The data
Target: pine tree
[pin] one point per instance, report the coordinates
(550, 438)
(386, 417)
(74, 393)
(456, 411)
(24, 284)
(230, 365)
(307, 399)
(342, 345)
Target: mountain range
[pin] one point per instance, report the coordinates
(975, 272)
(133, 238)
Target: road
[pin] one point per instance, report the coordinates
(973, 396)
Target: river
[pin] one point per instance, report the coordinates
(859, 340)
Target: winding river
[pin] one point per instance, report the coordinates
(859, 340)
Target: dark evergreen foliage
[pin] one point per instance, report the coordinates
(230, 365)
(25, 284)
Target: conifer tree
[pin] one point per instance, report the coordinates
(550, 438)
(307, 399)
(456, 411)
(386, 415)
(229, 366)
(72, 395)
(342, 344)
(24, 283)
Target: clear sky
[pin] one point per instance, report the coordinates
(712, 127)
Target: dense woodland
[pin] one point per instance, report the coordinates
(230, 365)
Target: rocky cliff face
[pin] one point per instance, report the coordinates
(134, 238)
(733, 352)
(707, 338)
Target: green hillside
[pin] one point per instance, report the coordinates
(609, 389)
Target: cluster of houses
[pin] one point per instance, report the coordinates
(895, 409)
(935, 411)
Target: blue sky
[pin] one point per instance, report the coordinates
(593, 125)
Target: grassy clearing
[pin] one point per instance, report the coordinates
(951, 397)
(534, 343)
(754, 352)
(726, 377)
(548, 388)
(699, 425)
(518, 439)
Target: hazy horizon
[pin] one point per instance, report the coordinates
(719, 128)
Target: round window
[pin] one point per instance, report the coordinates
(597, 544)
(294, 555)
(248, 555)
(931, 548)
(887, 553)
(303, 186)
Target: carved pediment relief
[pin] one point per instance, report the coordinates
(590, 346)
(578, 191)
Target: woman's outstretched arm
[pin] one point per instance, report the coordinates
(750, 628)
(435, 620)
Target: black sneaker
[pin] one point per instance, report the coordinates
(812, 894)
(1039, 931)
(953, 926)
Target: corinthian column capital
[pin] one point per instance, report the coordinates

Goal
Rewrite all the rows above, switching each occurrence of "report the coordinates" to "list the coordinates" and leaving everything else as it is.

Output
Target: pine tree
[pin] one point per instance, list the coordinates
(550, 438)
(386, 417)
(74, 393)
(456, 411)
(24, 284)
(230, 365)
(307, 399)
(342, 345)
Target: mountain range
[pin] one point per instance, list the coordinates
(975, 272)
(133, 238)
Target: road
[pin] one point per instance, list the coordinates
(973, 396)
Target: river
[pin] one point per instance, list the coordinates
(859, 340)
Target: winding river
[pin] one point per instance, list the coordinates
(859, 340)
Target: dark evergreen foliage
[pin] one point per instance, list the coordinates
(230, 365)
(25, 284)
Target: conifer tree
[pin] one point per instance, list the coordinates
(550, 438)
(307, 399)
(456, 411)
(386, 415)
(229, 366)
(72, 395)
(342, 344)
(24, 283)
Target: clear sky
[pin] one point per instance, list the coordinates
(712, 127)
Target: dense woodland
[pin] one point per instance, list the coordinates
(230, 365)
Target: rocky cliff face
[pin] one point per instance, list the coordinates
(134, 238)
(733, 352)
(707, 338)
Target: green hillside
[pin] one point per instance, list the coordinates
(609, 389)
Target: cluster of houses
[pin] one point per instance, list the coordinates
(895, 409)
(935, 411)
Target: blue sky
[pin] one point per instance, list the coordinates
(593, 125)
Target: grassy clearing
[pin] one point per instance, list the coordinates
(951, 397)
(534, 343)
(754, 352)
(726, 377)
(548, 388)
(699, 425)
(518, 439)
Target: hazy horizon
[pin] one point per instance, list the coordinates
(719, 128)
Target: round window
[pin] one point per instance, list the coordinates
(597, 544)
(294, 555)
(248, 555)
(931, 548)
(887, 553)
(303, 186)
Target: carved pediment relief
[pin] one point per instance, list the coordinates
(590, 346)
(578, 191)
Target: woman's outstretched arm
[pin] one point per instance, list the coordinates
(750, 628)
(435, 620)
Target: black sneaker
[pin] one point per instance, list the coordinates
(812, 894)
(1039, 931)
(953, 926)
Target: corinthian column capital
[pin] one point per instance, list the coordinates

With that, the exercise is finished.